> [TRY IT]
For this exercise, reproduce each entry below exactly, excluding pictures.
::::
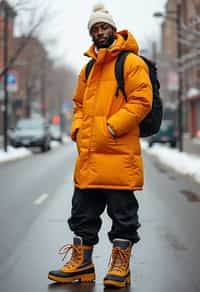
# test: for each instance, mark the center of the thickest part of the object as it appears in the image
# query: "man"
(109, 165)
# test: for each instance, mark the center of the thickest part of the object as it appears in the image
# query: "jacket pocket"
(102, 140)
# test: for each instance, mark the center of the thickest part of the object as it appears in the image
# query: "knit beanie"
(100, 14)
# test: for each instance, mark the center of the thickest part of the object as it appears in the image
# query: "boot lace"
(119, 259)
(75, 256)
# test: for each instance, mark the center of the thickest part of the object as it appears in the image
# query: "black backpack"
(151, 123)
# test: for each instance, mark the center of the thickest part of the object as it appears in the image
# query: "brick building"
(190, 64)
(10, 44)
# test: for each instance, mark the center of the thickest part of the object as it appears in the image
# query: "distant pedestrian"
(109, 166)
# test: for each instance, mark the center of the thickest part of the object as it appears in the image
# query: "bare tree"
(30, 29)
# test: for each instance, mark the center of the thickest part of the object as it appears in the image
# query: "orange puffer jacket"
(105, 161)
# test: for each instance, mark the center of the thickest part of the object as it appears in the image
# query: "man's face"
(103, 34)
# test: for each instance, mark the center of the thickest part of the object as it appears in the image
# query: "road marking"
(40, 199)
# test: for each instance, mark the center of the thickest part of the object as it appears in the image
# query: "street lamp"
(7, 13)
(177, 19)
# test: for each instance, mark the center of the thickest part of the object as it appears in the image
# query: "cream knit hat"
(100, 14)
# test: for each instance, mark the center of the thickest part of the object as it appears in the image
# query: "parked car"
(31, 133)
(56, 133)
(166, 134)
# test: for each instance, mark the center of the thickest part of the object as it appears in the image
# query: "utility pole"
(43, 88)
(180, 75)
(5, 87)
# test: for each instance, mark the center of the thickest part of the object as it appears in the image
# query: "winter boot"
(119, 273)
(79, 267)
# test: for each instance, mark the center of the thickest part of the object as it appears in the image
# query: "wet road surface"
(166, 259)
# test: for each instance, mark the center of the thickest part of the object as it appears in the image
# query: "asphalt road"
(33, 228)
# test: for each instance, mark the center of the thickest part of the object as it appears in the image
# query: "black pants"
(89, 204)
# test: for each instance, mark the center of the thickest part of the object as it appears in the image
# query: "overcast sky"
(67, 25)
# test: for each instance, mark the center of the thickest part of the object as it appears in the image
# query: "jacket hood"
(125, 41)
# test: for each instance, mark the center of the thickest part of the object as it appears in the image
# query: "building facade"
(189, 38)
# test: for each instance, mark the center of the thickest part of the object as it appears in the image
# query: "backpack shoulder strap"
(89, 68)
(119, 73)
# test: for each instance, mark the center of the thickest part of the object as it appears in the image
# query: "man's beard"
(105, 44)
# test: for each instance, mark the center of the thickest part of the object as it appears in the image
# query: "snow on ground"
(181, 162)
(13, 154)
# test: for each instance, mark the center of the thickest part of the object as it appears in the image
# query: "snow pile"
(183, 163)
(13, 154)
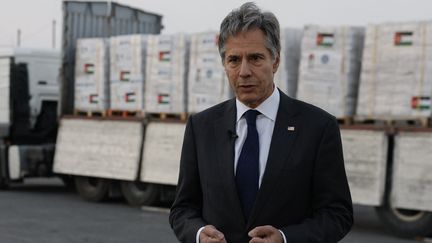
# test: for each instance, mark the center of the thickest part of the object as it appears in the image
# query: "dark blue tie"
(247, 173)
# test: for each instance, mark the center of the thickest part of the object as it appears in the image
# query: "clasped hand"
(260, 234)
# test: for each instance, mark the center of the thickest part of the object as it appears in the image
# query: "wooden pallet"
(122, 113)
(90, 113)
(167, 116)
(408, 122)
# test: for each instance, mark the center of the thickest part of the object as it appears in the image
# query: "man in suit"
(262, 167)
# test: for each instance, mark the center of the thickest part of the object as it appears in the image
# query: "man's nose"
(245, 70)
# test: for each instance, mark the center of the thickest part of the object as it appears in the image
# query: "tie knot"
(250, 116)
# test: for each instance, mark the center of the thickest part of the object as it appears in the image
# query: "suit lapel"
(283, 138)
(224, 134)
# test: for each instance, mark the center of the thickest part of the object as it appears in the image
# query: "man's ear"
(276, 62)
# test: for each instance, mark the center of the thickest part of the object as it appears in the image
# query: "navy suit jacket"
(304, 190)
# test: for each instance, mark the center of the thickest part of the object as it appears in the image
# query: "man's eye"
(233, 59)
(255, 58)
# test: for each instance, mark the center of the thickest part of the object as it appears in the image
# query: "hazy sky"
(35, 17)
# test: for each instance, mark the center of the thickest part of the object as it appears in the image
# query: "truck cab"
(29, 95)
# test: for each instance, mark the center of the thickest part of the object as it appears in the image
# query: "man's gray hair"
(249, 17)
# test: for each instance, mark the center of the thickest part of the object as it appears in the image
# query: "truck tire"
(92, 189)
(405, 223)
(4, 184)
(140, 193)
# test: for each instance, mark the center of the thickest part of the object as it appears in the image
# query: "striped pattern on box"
::::
> [EXERCISE RESPONSE]
# test: for each instance, mark the center of the thickest part of the object as it appears in the image
# query: "man"
(109, 165)
# test: for each instance, mark the center of the thickest part of the object as it appears in the image
# query: "jacket pocket"
(102, 140)
# test: for each instance, mark the center of the thickest part of the object as it appears in the image
# query: "knit beanie"
(100, 14)
# test: for each instance, mark the center of the thickest part of the object as it appears in the image
# query: "boot lace"
(119, 259)
(75, 256)
# test: for each instance, mark the center of the thickest part of the object as it appears in the image
# query: "black backpack"
(151, 123)
# test: for each instance, mark the center of the thickest part of the object as it appears in the image
# query: "brick building"
(190, 64)
(10, 44)
# test: for each instance, mark the center of the thickest part of the object as it appears in the image
# query: "distant pedestrian"
(109, 166)
# test: for each instance, mark the center of the thickest part of the object as it appears in the image
# query: "bare tree"
(30, 29)
# test: for each instance, mark the center of the thickest part of the object as it appears in the image
# query: "orange puffer jacket"
(105, 161)
# test: for each instance, mark the center of the thickest part of the object as it appears in the image
# query: "man's face"
(103, 34)
# test: for each instance, mark the center of the thickest part of the object as it appears in the image
# query: "road marking"
(40, 199)
# test: for each instance, mark the center of the thickest part of the object as it appears in the image
# query: "street lamp"
(7, 13)
(177, 19)
# test: for each instance, mark the center of the thickest part of the object as it appears in the image
# query: "cream knit hat"
(100, 14)
# test: for each instance, mark the center of the thickest part of the object as it appears in the image
# query: "parked car"
(31, 133)
(56, 133)
(166, 134)
# test: for each instance, mark the center of the thickest part of the object as it appears in the image
# query: "utility pole"
(43, 88)
(180, 75)
(5, 87)
# test: for each instance, mark the center of the thickest part of the object as it appears in the image
# query: "winter boot"
(119, 273)
(79, 267)
# test: for each instance, mark the center of the thickest part of the object as it appears in the image
# query: "wet road surface"
(166, 259)
# test: for each instance, mark the center of the thickest part of the object as it appears in the image
# query: "asphalt road"
(33, 228)
# test: for each instance, mark the center of the thickest part of the object as it appears in the image
# query: "black pants"
(89, 204)
# test: for each instance, mark the center of the thickest part of the object as it appears in the image
# query: "overcast sky"
(67, 25)
# test: for each instance, mark the center of the thickest part of the object as it appears in the image
# query: "jacket hood"
(125, 41)
# test: for each instance, mark the center of the thickest part of the object as it appears in the image
# query: "building facade"
(189, 38)
# test: for each instance, mark the center of the thickest part of the object as it appears in the image
# query: "backpack shoulder strap"
(89, 68)
(119, 73)
# test: for each instance, mark the center of the thickest part of the object as it appears in the image
# query: "man's beard"
(105, 44)
# test: for each instance, mark the center of the thickest part of the object as it appears in the image
# query: "snow on ground"
(181, 162)
(13, 154)
# test: for each instance, mark the center of the thickest part of the object as it appears in the image
# query: "snow pile"
(183, 163)
(13, 154)
# test: for each instance, mark the center of the thickest part of the object as it appears in the image
# query: "dark blue tie"
(247, 173)
# test: for each instance, mark the center of the thickest part of the object as it appears in the image
# query: "clasped hand"
(260, 234)
# test: for each instance, mark the center of the thickest part of the object as it appears in the image
# query: "wooden pallet"
(122, 113)
(90, 113)
(167, 116)
(408, 122)
# test: for each instance, mark the center of the thickest part of the object as it appears in the image
# query: "man in suit"
(262, 167)
# test: for each instance, mark the center of the thickest part of the object as it appears in the image
# query: "man's nose"
(245, 70)
# test: for each instance, mark the center of the thickest part of the object as it appears in the image
# query: "tie knot"
(250, 116)
# test: for each instance, mark the center of the thickest part of the object as it appears in the image
# query: "suit lapel"
(283, 138)
(224, 134)
# test: for each instance, mark the center of the thickest part of the object as it appears in the image
# query: "man's ear"
(276, 62)
# test: for each instance, mark the center of the thickest part of the object as it appears in the image
# query: "navy suit jacket"
(304, 190)
# test: for each instance, mark the center of the thickest part of the object as it appears in the image
# query: "man's eye"
(233, 59)
(255, 58)
# test: for each instance, mark the center of the thickest part of the object as it appears in the image
# query: "hazy sky"
(35, 17)
# test: for each instance, mark the center of the thickest part of the object as it appears in the image
# query: "truck cab"
(29, 95)
# test: for each instance, mark the center of the thickest part of the object as it appears in the image
# query: "man's gray hair"
(249, 17)
# test: for each instance, mark the center of the thickest part of the object as it appears in the image
# query: "truck tire"
(92, 189)
(405, 223)
(4, 184)
(140, 193)
# test: for each instance, mark the center of the thickest part of the object as it appears in the image
# query: "striped pattern on box"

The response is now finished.